REQUIRED WORK ::
Beginning with the line below that contains "Where can the green foliage" and ending with the line that contains "Where can the white swan", copy every line exactly. Copy nothing else.

DATA TO USE ::
· · · · · · ·

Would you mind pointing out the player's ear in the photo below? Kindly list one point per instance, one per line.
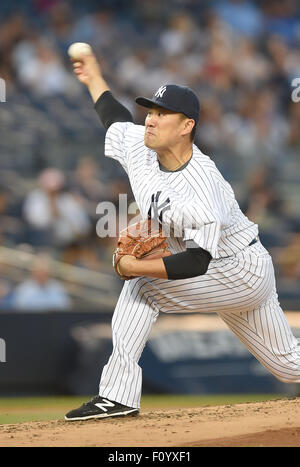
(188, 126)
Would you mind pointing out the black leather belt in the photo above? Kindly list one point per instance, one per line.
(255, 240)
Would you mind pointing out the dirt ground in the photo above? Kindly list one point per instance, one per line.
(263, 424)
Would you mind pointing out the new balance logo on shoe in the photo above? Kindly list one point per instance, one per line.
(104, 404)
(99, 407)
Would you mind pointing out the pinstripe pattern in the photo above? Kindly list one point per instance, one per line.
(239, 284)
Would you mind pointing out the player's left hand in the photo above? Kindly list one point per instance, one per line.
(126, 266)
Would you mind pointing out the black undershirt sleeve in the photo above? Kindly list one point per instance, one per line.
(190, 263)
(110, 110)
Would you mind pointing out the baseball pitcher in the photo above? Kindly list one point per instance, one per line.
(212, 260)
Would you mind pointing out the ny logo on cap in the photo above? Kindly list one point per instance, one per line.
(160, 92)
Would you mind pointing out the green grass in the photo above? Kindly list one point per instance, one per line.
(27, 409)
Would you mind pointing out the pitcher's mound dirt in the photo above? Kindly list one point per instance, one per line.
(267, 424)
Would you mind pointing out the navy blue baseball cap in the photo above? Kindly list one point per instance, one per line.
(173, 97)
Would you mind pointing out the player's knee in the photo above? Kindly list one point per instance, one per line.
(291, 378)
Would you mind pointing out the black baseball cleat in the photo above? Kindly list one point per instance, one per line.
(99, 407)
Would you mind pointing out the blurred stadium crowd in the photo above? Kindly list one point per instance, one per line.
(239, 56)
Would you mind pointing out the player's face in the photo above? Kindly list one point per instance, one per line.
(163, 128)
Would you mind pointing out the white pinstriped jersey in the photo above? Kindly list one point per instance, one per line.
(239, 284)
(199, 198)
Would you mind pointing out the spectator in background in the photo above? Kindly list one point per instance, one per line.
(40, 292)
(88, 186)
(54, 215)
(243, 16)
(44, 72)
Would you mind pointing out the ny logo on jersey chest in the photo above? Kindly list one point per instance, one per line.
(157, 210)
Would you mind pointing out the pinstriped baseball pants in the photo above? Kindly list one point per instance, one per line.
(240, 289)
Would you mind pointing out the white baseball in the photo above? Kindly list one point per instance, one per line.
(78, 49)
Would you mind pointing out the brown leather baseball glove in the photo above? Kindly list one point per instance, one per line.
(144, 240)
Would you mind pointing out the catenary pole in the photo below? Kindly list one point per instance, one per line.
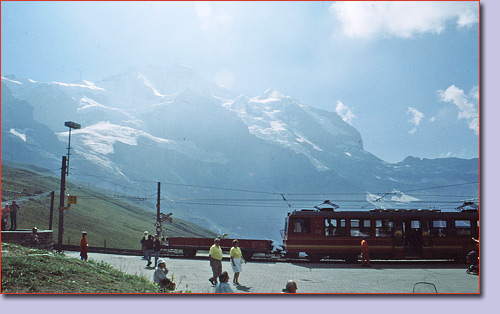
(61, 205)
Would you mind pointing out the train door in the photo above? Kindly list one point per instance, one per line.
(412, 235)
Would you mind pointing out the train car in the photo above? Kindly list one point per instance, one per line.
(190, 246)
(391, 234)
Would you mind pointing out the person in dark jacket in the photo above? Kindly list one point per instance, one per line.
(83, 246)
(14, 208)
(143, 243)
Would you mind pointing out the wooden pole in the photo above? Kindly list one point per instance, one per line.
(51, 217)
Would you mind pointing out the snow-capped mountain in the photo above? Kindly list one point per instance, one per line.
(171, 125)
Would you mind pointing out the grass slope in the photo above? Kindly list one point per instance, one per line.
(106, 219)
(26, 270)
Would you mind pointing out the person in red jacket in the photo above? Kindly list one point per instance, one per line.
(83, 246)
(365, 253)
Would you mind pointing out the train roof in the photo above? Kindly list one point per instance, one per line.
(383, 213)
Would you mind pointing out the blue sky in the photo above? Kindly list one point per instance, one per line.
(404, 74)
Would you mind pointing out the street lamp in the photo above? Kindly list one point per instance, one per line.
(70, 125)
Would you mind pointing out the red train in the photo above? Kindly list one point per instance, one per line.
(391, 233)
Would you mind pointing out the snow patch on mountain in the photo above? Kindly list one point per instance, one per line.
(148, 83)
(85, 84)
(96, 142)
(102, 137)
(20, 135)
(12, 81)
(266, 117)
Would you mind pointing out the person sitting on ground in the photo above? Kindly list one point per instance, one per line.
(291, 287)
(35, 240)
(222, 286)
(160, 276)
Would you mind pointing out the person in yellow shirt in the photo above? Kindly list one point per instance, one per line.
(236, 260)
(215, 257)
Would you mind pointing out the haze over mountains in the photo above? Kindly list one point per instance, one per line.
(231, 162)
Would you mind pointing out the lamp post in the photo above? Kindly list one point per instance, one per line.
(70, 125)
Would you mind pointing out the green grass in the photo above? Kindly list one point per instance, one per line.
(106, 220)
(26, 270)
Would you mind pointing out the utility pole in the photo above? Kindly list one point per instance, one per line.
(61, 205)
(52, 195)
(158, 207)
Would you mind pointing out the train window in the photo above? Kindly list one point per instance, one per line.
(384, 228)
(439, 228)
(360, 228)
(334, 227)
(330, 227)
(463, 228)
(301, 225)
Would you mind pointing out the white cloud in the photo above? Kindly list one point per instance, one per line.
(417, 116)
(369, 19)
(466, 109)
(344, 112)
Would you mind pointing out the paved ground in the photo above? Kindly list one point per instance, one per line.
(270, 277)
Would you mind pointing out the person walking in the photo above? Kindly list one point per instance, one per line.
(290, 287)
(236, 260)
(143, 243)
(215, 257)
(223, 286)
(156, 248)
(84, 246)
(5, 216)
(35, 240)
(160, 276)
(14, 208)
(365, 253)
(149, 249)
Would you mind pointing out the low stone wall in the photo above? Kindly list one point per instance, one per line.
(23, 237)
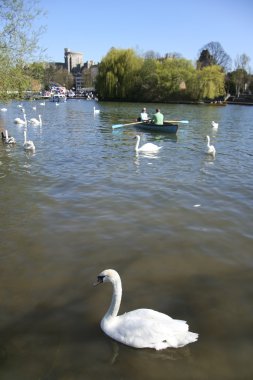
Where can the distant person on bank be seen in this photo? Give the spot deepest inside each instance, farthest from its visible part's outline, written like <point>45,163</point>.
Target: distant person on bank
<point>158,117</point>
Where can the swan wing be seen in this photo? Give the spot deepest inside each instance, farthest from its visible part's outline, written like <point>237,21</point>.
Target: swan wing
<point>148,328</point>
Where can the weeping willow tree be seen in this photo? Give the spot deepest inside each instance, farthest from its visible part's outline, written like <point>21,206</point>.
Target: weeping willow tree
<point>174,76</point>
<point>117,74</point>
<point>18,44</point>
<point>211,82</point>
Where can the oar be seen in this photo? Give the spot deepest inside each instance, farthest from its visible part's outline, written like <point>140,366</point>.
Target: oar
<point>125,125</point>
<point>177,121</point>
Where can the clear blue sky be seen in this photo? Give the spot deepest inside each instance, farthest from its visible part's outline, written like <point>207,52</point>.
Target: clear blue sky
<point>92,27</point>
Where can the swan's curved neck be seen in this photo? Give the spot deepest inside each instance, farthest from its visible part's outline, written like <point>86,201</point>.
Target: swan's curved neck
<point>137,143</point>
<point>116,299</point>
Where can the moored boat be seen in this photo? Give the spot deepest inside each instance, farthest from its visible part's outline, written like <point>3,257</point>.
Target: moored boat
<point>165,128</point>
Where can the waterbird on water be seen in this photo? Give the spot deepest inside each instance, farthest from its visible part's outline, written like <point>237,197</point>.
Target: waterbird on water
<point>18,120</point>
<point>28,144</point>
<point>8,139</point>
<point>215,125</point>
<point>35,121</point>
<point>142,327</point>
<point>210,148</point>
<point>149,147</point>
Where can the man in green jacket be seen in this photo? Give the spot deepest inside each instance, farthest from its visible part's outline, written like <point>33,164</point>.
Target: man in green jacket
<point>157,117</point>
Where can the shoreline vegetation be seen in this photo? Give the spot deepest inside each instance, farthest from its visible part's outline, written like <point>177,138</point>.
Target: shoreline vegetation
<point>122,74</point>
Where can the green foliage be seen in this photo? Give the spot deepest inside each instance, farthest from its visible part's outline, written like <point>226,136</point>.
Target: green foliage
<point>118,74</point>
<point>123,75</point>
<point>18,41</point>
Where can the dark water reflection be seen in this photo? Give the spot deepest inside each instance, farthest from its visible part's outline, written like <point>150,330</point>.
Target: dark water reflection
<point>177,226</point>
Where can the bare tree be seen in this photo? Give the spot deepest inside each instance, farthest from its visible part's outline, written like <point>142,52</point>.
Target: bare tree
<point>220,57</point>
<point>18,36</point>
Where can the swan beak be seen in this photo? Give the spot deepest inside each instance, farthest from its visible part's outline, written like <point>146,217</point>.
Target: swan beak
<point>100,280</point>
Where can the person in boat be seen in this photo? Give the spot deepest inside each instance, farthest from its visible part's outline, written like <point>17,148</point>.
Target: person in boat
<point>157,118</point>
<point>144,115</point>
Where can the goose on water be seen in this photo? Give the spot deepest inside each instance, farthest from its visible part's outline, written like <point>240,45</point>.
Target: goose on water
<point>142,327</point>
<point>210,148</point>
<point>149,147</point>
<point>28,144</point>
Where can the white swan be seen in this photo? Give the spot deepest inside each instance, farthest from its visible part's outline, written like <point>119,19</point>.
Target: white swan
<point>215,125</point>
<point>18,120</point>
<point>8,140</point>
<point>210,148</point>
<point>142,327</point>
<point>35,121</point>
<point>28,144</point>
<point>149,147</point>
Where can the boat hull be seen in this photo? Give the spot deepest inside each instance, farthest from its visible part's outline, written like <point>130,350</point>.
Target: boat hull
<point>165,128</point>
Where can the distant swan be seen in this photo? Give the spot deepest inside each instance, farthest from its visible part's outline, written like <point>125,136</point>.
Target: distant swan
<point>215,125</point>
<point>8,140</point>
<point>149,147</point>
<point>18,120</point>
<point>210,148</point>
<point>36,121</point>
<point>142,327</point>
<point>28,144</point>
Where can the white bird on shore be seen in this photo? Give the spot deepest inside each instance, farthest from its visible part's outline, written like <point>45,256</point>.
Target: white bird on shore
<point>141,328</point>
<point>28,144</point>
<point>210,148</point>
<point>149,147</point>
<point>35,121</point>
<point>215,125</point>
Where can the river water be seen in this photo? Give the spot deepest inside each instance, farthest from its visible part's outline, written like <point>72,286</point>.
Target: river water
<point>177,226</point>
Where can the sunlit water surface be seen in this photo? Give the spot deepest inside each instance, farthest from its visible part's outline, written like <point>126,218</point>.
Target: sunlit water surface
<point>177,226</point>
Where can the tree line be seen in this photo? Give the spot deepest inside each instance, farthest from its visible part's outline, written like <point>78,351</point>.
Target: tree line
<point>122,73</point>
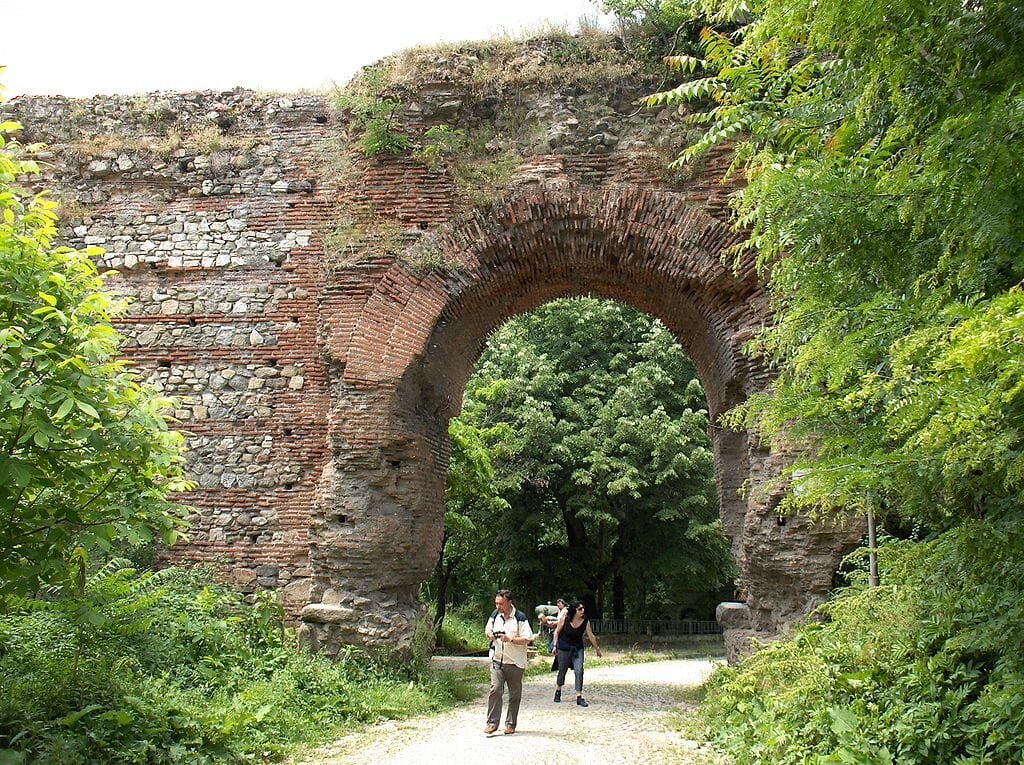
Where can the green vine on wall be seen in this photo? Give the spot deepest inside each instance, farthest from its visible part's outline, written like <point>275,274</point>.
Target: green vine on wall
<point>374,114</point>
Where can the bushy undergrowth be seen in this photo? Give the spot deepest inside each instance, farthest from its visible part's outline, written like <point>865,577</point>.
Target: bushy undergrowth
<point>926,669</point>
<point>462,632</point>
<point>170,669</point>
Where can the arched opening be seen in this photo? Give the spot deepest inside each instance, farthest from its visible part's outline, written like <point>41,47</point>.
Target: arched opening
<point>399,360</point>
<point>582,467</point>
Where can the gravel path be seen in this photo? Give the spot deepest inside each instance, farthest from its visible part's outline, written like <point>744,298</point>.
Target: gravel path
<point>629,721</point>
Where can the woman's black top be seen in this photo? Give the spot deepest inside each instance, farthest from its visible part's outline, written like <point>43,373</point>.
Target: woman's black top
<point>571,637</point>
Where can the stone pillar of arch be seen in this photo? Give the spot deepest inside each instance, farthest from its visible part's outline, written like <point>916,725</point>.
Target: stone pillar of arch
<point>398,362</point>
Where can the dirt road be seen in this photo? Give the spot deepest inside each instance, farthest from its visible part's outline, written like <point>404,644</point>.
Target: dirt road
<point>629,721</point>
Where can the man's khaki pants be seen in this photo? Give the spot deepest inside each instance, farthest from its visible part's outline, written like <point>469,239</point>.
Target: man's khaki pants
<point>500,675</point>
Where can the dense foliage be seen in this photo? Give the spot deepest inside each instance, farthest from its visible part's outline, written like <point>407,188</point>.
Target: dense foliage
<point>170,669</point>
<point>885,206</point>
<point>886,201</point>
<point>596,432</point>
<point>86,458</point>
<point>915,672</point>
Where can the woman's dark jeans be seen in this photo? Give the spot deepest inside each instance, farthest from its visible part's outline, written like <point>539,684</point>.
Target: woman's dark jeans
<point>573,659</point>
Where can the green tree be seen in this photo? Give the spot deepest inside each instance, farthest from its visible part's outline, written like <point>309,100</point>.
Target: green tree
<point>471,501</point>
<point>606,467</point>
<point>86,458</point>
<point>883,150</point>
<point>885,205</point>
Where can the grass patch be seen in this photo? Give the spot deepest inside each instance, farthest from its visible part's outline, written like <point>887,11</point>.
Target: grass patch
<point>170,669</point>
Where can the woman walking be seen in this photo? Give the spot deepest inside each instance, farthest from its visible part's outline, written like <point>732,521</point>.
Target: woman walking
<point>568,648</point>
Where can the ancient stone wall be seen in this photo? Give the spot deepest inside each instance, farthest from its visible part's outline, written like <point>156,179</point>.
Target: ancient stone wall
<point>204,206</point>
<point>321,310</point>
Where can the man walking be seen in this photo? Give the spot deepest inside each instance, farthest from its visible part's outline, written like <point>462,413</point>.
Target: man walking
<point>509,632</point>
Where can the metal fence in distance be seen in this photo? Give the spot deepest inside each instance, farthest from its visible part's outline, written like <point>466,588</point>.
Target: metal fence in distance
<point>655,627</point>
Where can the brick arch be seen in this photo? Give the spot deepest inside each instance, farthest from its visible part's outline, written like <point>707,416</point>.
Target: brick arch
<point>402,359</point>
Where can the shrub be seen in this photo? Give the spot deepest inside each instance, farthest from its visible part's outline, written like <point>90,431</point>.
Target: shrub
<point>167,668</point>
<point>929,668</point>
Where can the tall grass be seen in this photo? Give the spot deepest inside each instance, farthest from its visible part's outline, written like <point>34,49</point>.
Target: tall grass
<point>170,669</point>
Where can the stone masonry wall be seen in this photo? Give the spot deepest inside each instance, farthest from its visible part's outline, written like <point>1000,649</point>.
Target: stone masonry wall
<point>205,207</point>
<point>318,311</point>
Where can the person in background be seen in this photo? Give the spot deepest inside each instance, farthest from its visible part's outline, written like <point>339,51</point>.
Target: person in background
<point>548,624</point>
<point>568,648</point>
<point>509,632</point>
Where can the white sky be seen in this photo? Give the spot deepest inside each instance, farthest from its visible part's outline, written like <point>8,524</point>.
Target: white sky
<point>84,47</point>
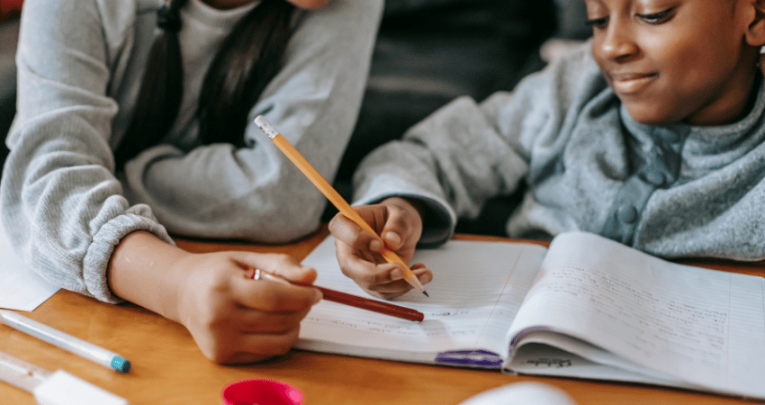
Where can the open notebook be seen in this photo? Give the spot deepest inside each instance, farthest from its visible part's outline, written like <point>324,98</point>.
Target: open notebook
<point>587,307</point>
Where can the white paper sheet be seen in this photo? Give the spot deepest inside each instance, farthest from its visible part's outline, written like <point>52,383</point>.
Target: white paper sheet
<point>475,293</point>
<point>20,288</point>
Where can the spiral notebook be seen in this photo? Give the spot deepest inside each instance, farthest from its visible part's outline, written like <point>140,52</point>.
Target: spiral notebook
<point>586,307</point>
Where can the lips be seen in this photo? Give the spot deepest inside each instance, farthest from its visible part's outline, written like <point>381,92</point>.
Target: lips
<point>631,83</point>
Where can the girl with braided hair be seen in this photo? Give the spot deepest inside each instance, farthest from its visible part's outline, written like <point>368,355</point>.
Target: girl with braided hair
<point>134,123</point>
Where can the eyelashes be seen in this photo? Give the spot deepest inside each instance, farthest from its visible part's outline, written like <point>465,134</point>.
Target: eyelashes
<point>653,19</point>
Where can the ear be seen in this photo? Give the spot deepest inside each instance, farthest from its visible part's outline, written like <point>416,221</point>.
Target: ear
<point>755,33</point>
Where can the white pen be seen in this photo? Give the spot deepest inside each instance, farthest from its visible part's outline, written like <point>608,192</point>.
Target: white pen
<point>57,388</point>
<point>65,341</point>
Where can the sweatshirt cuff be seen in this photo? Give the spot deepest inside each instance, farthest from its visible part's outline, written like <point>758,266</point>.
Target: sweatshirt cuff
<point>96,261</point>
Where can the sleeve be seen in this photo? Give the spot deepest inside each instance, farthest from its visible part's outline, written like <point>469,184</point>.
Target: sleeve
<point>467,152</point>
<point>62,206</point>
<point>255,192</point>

· · · · · · ·

EXPECTED ANSWER ::
Where can the green foliage be seen in this photo? Give the spot deepest inside each instance, farthest from its visible part's outline, written like <point>226,136</point>.
Target: green foliage
<point>118,74</point>
<point>123,75</point>
<point>18,41</point>
Where can the dark water reflection be seen in this photo? Give the spot deepest inside each instance, farthest from its visible part's outline, written like <point>150,330</point>.
Target: dark water reflection
<point>177,226</point>
Where can the bare tree be seen in this photo? Give the spot deepest inside each instance, farthest from its visible part's outline, written like <point>142,52</point>.
Target: bare tree
<point>220,57</point>
<point>18,36</point>
Where can the swan beak be seen in this photo? Give the spot deepest inside each instance, farthest from its visible part's outline, written like <point>146,217</point>.
Target: swan beak
<point>100,280</point>
Where can the person in boat be seen in this photo? Give the spot deepest inside each instance, farthest from its visible part's outline, written like <point>17,148</point>.
Target: person in boat
<point>157,118</point>
<point>144,115</point>
Where can the goose on water be seen in this photo? Give the spot deepest inside each instance, farthest from its visible part's outline, written like <point>240,45</point>.
Target: goose on water
<point>142,327</point>
<point>210,148</point>
<point>149,147</point>
<point>28,144</point>
Where can the white swan be seen in this photo? Give the spot deepest inside each instance, farthest from its visible part's outline, written like <point>119,19</point>.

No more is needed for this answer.